Source text:
::::::::::

Java
The whylogs library includes both a Java and Python version. This page is specific to the java version which includes support for Apache Spark integration.
Usage
To get started, add WhyLogs to your Maven POM:
<dependency>
<groupId>ai.whylabs</groupId>
<artifactId>whylogs-core</artifactId>
<version>0.1.0</version>
</dependency>
For the full Java API signature, see the Java Documentation.
Spark package (Scala 2.11 or 2.12 only):
<dependency>
<groupId>ai.whylabs</groupId>
<artifactId>whylogs-spark_2.11</artifactId>
<version>0.1.0</version>
</dependency>
For the full Scala API signature, see the Scala API Documentation.
Examples Repo
For examples in different languages, please checkout our whylogs-examples repository.
Simple tracking
The following code is a simple tracking example that does not output data to disk:
import com.whylogs.core.DatasetProfile;
import java.time.Instant;
import java.util.HashMap;
import com.google.common.collect.ImmutableMap;
public class Demo {
public void demo() {
final Map<String, String> tags = ImmutableMap.of("tag", "tagValue");
final DatasetProfile profile = new DatasetProfile("test-session", Instant.now(), tags);
profile.track("my_feature", 1);
profile.track("my_feature", "stringValue");
profile.track("my_feature", 1.0);
final HashMap<String, Object> dataMap = new HashMap<>();
dataMap.put("feature_1", 1);
dataMap.put("feature_2", "text");
dataMap.put("double_type_feature", 3.0);
profile.track(dataMap);
}
}
Serialization and deserialization
WhyLogs uses Protobuf as the backing storage format. To write the data to disk, use the standard Protobuf serialization API as follows.

::::::::::

Supplied entries:

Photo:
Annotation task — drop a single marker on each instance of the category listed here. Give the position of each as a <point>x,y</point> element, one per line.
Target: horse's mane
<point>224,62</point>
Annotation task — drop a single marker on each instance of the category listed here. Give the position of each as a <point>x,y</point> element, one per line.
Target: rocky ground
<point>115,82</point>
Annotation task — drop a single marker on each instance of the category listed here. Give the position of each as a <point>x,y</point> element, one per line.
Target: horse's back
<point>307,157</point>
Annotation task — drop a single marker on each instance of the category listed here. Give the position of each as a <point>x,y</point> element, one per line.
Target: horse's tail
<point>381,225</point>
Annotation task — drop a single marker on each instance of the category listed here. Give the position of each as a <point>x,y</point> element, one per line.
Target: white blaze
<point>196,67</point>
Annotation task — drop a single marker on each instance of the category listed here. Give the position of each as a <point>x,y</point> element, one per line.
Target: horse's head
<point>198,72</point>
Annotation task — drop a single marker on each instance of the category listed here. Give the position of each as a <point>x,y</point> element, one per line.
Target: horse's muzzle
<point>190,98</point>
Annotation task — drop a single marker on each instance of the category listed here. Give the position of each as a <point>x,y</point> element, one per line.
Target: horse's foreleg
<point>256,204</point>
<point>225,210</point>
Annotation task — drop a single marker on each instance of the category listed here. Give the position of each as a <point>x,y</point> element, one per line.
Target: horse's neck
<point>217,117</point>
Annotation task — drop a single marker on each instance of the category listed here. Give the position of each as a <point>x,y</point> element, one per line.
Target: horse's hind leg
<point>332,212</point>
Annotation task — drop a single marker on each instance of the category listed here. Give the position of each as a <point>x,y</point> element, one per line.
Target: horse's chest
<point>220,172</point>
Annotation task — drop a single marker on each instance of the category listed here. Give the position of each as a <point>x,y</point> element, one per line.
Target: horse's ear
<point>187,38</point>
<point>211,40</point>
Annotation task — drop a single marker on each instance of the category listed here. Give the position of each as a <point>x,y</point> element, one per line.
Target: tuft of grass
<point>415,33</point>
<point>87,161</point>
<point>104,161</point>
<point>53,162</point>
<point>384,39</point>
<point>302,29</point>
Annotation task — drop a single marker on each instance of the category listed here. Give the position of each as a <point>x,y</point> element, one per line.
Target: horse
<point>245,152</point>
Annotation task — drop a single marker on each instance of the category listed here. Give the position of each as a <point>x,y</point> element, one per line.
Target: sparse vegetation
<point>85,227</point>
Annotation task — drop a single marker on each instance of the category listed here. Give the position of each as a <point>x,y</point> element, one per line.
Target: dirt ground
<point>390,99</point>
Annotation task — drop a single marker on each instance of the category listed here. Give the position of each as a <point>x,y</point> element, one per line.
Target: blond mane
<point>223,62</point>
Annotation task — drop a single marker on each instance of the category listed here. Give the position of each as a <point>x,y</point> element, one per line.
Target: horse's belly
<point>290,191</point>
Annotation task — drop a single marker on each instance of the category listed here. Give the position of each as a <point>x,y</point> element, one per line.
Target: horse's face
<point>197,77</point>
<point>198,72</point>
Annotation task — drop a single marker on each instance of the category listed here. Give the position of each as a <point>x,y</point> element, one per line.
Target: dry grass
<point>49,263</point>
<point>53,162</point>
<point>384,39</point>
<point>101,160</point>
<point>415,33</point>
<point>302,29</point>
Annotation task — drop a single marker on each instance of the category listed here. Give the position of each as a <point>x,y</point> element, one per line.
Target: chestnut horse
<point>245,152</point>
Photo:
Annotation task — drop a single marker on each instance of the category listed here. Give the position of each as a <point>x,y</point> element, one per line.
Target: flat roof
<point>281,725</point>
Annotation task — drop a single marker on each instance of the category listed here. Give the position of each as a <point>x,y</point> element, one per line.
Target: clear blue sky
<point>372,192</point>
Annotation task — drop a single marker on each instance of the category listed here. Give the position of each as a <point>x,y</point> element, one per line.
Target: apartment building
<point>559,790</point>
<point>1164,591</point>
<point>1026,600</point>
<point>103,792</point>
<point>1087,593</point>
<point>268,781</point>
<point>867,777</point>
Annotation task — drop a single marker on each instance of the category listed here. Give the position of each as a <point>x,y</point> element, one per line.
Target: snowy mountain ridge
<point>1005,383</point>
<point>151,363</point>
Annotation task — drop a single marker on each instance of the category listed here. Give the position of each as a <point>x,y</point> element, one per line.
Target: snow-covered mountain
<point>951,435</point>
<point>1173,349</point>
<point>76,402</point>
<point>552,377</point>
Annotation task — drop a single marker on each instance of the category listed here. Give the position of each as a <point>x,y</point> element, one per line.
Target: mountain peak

::::::::::

Instructions:
1. Reproduce word for word the passage of the whylogs Java page starting at "Spark package (Scala" and ending at "Scala API Documentation.".
2. Write the next part of the whylogs Java page, picking up after its final sentence.
The records were taken from a separate source.

Expected results:
1.
Spark package (Scala 2.11 or 2.12 only):
<dependency>
<groupId>ai.whylabs</groupId>
<artifactId>whylogs-spark_2.11</artifactId>
<version>0.1.0</version>
</dependency>
For the full Scala API signature, see the Scala API Documentation.

2.
import com.whylogs.core.DatasetProfile;
import java.io.InputStream;import java.nio.file.Files;
import java.io.OutputStream;
import java.nio.file.Paths;
import com.whylogs.core.message.DatasetProfileMessage;
class SerializationDemo {
public void demo(DatasetProfile profile) {
try (final OutputStream fos = Files.newOutputStream(Paths.get("profile.bin"))) {
profile.toProtobuf().build().writeDelimitedTo(fos);
}
try (final InputStream is = new FileInputStream("profile.bin")) {
final DatasetProfileMessage msg = DatasetProfileMessage.parseDelimitedFrom(is);
final DatasetProfile profile = DatasetProfile.fromProtobuf(msg);
// continue tracking
profile.track("feature_1", 1);
}
}
}
Merging dataset profiles
In enterprise systems, data is often partitioned across multiple machines for distributed processing. Online systems may also process data on multiple machines, requiring engineers to run ad-hoc analysis using an ETL-based system to build complex metrics, such as counting unique visitors to a website.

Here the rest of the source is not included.